Return only those lines of the records below in which "side" appears.

Given information section start

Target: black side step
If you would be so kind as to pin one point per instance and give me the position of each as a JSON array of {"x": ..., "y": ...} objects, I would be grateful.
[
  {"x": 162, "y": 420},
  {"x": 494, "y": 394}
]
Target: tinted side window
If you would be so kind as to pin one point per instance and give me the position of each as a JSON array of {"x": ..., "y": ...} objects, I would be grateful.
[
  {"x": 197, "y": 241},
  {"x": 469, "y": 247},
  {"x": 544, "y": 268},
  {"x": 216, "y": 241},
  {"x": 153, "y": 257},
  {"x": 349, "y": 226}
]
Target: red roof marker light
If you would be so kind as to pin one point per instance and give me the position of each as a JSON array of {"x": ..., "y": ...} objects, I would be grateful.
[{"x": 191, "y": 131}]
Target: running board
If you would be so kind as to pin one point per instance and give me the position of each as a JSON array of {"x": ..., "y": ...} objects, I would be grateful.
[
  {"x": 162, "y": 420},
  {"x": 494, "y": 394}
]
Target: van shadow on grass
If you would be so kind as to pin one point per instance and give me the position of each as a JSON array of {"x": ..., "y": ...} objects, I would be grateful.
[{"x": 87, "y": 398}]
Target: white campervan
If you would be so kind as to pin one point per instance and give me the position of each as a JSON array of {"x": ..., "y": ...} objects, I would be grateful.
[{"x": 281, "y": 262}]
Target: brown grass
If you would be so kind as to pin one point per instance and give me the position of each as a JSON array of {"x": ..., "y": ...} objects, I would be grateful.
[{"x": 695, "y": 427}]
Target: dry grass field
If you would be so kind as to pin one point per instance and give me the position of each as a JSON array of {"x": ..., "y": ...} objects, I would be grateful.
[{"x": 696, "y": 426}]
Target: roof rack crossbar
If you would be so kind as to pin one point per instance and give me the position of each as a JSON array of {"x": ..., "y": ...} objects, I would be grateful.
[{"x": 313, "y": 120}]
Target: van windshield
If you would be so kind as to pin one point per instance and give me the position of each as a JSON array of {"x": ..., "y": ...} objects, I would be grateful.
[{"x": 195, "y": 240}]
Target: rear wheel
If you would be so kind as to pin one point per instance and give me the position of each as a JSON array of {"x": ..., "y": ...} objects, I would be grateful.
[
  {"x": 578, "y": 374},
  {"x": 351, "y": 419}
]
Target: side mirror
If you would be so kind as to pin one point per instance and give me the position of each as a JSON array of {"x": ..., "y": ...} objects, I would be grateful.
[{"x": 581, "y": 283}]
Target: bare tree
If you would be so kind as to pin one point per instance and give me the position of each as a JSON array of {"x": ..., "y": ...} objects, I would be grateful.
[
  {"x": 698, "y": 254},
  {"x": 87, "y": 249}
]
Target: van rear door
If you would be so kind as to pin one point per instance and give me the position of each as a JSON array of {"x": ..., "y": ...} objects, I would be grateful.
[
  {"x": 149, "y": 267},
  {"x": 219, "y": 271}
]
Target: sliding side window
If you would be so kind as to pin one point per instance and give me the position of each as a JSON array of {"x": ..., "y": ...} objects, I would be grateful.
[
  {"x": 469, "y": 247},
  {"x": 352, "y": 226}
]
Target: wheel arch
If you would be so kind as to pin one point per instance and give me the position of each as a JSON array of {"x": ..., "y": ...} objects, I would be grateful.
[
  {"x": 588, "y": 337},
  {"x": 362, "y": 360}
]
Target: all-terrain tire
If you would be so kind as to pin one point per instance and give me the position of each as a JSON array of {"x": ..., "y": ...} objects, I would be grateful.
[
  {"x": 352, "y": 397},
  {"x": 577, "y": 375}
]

Given information section end

Exercise response:
Target: black side step
Target: tinted side window
Target: side mirror
Target: sliding side window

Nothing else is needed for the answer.